→ **Written request**:
In the records starting at the line containing "class=laptop | pipe bbox" and ending at the line containing "[213,0,429,89]", change "laptop" to "notebook" and give those lines again with nothing else altered.

→ **Exercise materials**:
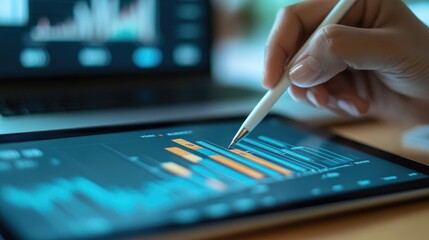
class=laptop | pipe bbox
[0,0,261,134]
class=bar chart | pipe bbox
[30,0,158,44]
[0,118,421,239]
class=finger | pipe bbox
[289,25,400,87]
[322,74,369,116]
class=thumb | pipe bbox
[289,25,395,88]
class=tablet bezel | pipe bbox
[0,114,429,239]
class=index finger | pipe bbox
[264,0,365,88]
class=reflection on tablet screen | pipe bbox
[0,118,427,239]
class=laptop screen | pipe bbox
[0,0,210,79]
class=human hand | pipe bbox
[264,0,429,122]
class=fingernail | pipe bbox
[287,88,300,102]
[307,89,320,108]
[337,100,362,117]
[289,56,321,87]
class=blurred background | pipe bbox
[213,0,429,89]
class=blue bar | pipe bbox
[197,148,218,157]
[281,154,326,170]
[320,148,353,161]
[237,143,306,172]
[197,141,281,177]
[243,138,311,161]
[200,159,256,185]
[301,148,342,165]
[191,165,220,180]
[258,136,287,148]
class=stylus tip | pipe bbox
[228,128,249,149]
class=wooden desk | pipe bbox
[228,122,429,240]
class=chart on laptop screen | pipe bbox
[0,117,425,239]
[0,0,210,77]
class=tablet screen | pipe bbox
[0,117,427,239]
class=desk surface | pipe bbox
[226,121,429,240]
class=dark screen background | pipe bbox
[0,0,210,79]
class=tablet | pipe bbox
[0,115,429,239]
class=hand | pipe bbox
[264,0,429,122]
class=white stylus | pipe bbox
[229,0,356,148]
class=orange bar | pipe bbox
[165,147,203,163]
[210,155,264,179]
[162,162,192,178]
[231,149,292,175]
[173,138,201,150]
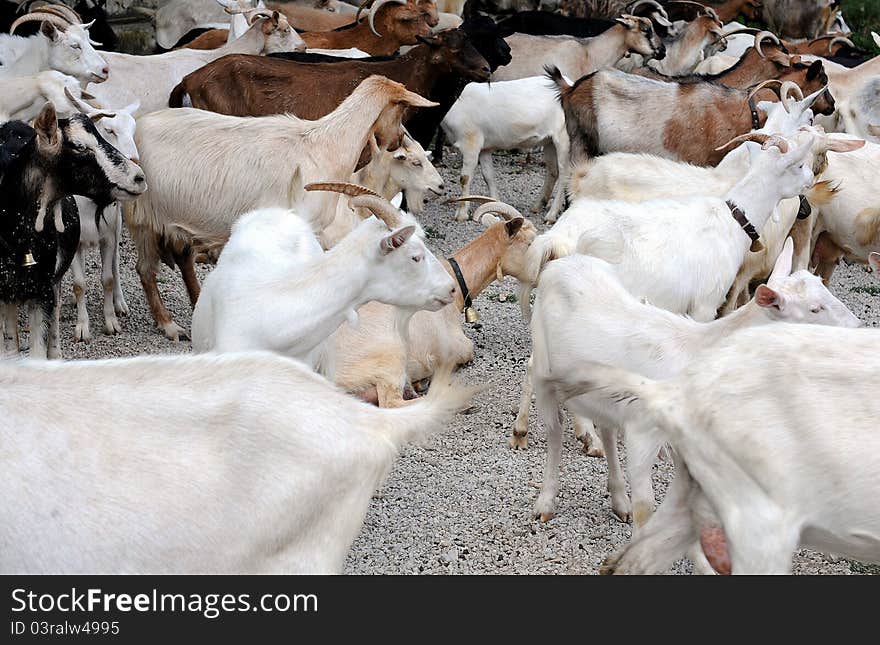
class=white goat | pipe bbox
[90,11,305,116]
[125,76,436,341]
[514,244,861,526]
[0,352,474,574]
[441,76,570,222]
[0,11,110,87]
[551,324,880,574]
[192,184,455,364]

--

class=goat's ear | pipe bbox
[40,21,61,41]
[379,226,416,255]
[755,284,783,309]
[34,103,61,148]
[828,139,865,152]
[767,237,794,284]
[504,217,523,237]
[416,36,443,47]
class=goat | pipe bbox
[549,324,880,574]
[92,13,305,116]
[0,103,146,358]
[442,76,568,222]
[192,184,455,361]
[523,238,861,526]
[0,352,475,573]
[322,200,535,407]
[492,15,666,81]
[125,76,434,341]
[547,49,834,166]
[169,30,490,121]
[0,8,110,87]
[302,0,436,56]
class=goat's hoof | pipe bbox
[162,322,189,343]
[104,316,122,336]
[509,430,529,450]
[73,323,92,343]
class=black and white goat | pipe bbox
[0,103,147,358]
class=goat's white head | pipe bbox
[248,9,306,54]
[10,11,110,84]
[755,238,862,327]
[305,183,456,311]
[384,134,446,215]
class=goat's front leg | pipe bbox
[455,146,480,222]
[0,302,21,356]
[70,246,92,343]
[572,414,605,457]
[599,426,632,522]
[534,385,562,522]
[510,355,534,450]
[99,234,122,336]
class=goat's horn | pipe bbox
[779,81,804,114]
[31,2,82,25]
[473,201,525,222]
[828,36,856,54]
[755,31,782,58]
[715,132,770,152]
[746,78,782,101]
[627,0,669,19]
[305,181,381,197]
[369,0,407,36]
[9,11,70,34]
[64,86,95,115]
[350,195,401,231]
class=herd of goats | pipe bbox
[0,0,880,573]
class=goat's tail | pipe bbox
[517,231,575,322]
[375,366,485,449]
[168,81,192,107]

→ **Exercise answer**:
class=notebook | pipe bbox
[0,0,261,134]
class=bar chart | pipe bbox
[30,0,158,44]
[0,118,421,239]
class=finger | pipe bbox
[289,25,400,87]
[322,74,369,116]
class=thumb | pipe bbox
[289,25,395,88]
class=tablet bezel | pipe bbox
[0,114,429,239]
class=index finger | pipe bbox
[264,0,365,88]
class=reflection on tablet screen | pipe bbox
[0,118,427,239]
class=notebook screen | pipe bbox
[0,0,210,79]
class=human hand | pipe bbox
[264,0,429,122]
class=fingernail | pipe bbox
[287,88,300,102]
[307,89,320,108]
[337,100,362,117]
[289,56,321,87]
class=blurred background | pipe bbox
[213,0,429,89]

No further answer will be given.